YOUR TASK | Find the lines in these entries that include the word "below" and state how many there are, with no other words.

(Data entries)
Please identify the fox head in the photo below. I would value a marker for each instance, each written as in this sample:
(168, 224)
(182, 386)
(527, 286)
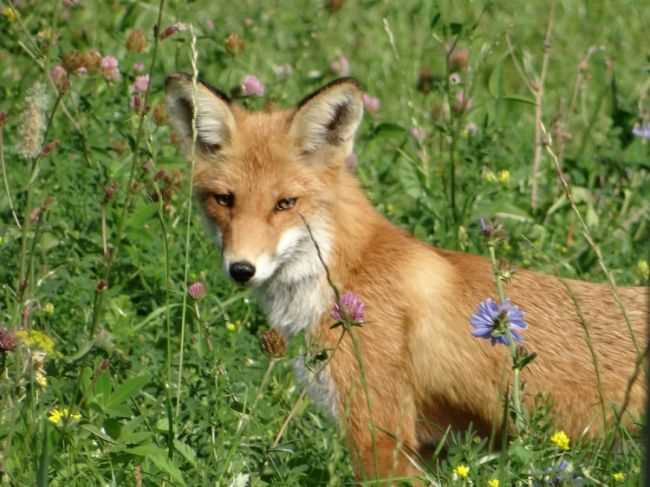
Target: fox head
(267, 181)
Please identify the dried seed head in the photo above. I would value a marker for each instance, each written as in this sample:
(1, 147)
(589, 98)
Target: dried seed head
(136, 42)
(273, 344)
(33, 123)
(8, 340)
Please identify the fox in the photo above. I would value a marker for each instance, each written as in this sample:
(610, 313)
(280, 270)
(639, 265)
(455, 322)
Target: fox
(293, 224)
* * *
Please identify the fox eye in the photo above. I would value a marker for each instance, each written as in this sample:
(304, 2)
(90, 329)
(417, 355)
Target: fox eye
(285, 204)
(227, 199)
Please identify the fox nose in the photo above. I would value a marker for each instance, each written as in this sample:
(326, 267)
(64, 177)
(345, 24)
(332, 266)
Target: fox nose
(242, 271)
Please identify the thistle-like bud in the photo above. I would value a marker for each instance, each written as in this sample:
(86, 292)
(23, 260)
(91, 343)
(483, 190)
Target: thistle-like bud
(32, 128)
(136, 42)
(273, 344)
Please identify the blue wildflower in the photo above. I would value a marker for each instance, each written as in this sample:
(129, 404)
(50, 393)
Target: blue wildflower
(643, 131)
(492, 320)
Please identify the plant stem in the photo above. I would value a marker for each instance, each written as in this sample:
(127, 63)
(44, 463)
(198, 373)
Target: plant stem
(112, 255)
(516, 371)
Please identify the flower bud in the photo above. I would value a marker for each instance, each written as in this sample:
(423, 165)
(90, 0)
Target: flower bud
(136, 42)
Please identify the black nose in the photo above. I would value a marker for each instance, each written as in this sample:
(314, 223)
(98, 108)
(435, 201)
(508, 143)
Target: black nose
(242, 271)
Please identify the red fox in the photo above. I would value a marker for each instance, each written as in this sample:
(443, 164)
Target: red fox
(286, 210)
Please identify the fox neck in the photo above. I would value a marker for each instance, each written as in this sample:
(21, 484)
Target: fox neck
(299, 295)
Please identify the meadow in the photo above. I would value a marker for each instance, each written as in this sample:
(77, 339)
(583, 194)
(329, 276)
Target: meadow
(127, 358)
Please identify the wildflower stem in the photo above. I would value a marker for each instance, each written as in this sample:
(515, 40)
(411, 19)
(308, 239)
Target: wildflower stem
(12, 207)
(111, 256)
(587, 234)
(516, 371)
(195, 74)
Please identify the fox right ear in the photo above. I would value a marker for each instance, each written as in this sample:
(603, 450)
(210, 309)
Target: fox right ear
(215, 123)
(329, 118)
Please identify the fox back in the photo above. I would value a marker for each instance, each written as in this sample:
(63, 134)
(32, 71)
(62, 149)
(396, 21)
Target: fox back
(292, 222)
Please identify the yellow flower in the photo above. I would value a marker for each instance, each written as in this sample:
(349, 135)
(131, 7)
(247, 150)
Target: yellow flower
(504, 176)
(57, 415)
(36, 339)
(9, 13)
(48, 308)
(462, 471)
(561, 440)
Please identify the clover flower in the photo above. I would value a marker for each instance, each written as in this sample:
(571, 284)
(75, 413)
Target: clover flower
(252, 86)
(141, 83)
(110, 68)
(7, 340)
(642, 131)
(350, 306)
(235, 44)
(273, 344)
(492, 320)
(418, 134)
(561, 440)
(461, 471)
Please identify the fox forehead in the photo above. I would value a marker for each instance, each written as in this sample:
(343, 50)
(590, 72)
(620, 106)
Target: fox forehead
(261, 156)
==
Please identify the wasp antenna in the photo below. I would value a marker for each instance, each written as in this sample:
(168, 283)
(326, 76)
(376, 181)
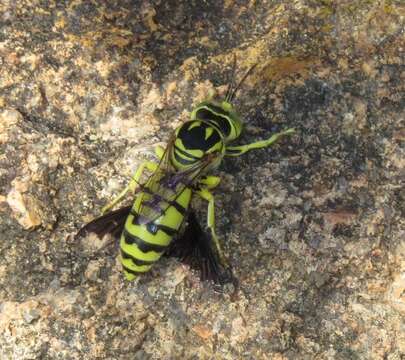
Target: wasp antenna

RESULT OF THIS EXERCISE | 2